Repeat the passage of the text on SCOM alert suppression between "Usually event detection" and "for an alert.", inclusive, word for word.

_DOCUMENT_
• • •

I would like to share a real world example to explain this phenomenon. Few days ago one of our client’s on-premise SCOM started generating hundreds of alerts; hence, same amount of P1 incidents. Those alerts were being generated by the events on Veritas Enterprise Vault servers. We will not discuss the cause of those events. Upon our investigation, we came to know that their SCOM has a customised event detection Rule that is monitoring a specific event ID on Vault servers. As the “Veritas Enterprise Vault” log got flooded with same event ID on Vault servers in a short time frame, that Rule generated hundreds of alerts.
Usually event detection Rules don’t generate alert for every single event, author configures the alert suppression in the Rule while creating it in first place. When alert suppression is enabled for a rule, only the first alert is sent and further alerts are suppressed. A suppressed alert is not displayed in the Operations console. Operations Manager suppresses only duplicate alerts as defined by the alert suppression criteria. Fields stated in the suppression criteria must be identical for the alert to be considered a duplicate and suppressed. An alert must be created by the same rule and be unresolved to be considered a duplicate. The repeat count for an alert with suppression enabled will be incremented for each suppressed alert. You can also view the Repeat Count in the properties for an alert.
We enabled the alert suppression to stop the P1 incidents, but there is a downside of enabling suppression for Rules. If we suppress the alerts and leave things the way they are, then no new alerts will ever get generated until the original alert gets clear. By default, this is 7 days. That means if the condition occurs but is promptly fixed, then occurs again within 7 days, no new alert will be generated; hence, no new ticket will be raised — potentially never. So there should be a reset timer on this to ‘re-arm’ the rule. Now the negative to this approach is that if the condition is still existing and we reset the rule, then it will generate a new alert. So we have to find a balance. i.e., if it’s a P1 and we have an SLA to fix within 4 hours, we should configure the rule to reset after 4 hours. It would generate a new alert after 4 hours if the condition exists, but that’s how rules work. Still is better than 100’s of them.

• • •

_DATASET EXTRACT_

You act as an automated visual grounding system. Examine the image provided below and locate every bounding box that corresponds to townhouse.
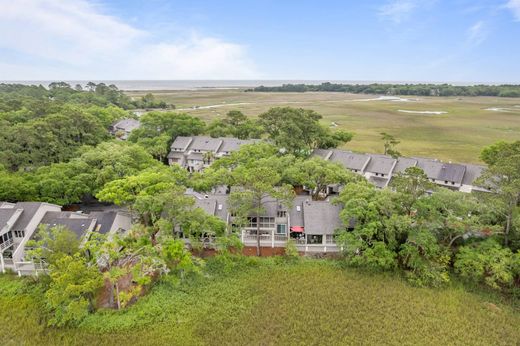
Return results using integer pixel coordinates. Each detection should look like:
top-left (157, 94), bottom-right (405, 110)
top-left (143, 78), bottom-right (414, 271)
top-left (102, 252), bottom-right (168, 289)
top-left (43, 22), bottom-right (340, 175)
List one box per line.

• • •

_TASK ANSWER_
Usually event detection Rules don’t generate alert for every single event, author configures the alert suppression in the Rule while creating it in first place. When alert suppression is enabled for a rule, only the first alert is sent and further alerts are suppressed. A suppressed alert is not displayed in the Operations console. Operations Manager suppresses only duplicate alerts as defined by the alert suppression criteria. Fields stated in the suppression criteria must be identical for the alert to be considered a duplicate and suppressed. An alert must be created by the same rule and be unresolved to be considered a duplicate. The repeat count for an alert with suppression enabled will be incremented for each suppressed alert. You can also view the Repeat Count in the properties for an alert.